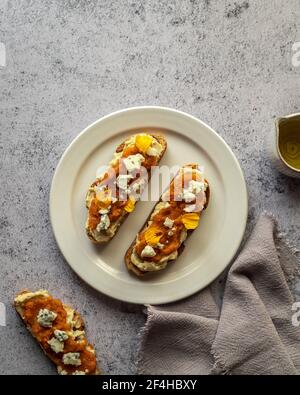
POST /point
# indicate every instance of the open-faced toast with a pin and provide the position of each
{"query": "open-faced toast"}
(172, 220)
(59, 330)
(112, 197)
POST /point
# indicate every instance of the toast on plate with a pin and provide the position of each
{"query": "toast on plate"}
(59, 330)
(112, 197)
(173, 219)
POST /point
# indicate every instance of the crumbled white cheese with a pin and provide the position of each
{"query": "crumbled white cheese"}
(122, 181)
(104, 223)
(137, 185)
(190, 209)
(155, 149)
(133, 162)
(45, 318)
(188, 196)
(56, 345)
(196, 186)
(116, 157)
(105, 210)
(148, 252)
(168, 222)
(99, 188)
(23, 297)
(61, 335)
(72, 358)
(78, 335)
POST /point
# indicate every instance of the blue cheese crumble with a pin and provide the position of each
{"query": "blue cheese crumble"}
(72, 358)
(45, 318)
(61, 336)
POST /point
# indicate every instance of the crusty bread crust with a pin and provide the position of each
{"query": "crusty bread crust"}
(124, 215)
(127, 259)
(77, 318)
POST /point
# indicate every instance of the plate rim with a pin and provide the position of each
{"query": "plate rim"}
(159, 109)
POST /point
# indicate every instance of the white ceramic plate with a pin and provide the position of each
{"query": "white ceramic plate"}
(210, 248)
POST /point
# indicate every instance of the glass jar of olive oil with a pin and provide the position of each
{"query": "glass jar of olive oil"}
(284, 145)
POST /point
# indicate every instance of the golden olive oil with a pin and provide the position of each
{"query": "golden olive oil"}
(289, 142)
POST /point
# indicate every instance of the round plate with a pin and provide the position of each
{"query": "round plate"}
(210, 248)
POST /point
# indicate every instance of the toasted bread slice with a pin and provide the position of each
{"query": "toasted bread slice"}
(59, 330)
(163, 213)
(113, 222)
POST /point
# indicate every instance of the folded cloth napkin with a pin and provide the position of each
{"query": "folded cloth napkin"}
(251, 332)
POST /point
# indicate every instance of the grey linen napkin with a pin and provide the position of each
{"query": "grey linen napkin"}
(250, 333)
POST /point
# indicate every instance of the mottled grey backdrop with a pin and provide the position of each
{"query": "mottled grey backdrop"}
(69, 63)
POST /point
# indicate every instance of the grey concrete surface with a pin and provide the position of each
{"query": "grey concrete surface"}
(70, 62)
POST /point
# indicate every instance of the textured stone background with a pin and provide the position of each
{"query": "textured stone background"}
(69, 63)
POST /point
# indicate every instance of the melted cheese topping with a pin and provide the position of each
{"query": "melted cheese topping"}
(100, 202)
(29, 304)
(168, 224)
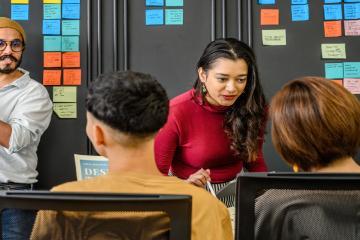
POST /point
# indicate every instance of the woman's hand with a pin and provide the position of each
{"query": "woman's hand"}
(199, 178)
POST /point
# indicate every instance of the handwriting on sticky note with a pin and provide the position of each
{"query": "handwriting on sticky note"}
(64, 94)
(269, 16)
(274, 37)
(333, 51)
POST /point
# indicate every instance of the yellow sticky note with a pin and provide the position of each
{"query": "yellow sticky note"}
(333, 51)
(274, 37)
(65, 110)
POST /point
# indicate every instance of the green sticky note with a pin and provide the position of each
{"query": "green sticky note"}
(65, 110)
(64, 94)
(274, 37)
(333, 51)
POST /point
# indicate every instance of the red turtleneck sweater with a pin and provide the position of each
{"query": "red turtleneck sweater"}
(194, 138)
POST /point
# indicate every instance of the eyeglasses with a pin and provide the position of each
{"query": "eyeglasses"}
(16, 45)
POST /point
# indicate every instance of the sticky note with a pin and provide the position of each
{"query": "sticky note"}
(300, 12)
(51, 77)
(52, 59)
(51, 27)
(71, 11)
(332, 12)
(52, 43)
(352, 27)
(351, 69)
(332, 29)
(70, 44)
(52, 11)
(71, 59)
(70, 27)
(274, 37)
(334, 70)
(174, 3)
(20, 12)
(65, 110)
(174, 16)
(333, 51)
(154, 17)
(352, 11)
(72, 77)
(352, 85)
(269, 16)
(64, 94)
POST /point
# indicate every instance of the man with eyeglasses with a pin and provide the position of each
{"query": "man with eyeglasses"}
(25, 113)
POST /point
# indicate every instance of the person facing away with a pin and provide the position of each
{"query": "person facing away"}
(216, 128)
(315, 128)
(25, 113)
(124, 112)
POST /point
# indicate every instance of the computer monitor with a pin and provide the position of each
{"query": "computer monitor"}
(297, 206)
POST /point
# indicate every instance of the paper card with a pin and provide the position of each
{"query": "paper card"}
(334, 70)
(352, 85)
(352, 11)
(65, 110)
(269, 16)
(351, 69)
(332, 29)
(52, 11)
(64, 94)
(352, 27)
(52, 59)
(332, 12)
(174, 3)
(71, 11)
(52, 43)
(51, 77)
(333, 51)
(174, 16)
(154, 17)
(72, 76)
(70, 44)
(300, 12)
(51, 27)
(20, 12)
(274, 37)
(71, 59)
(70, 27)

══════════════════════════════

**Given instruction:** Find every line of the material that contains the string "topping", and copy each such line. Treat matching as case-sensitive.

**Response to this task:**
# indicate every instance of the melted cheese topping with a pin and provide the position of each
{"query": "melted cheese topping"}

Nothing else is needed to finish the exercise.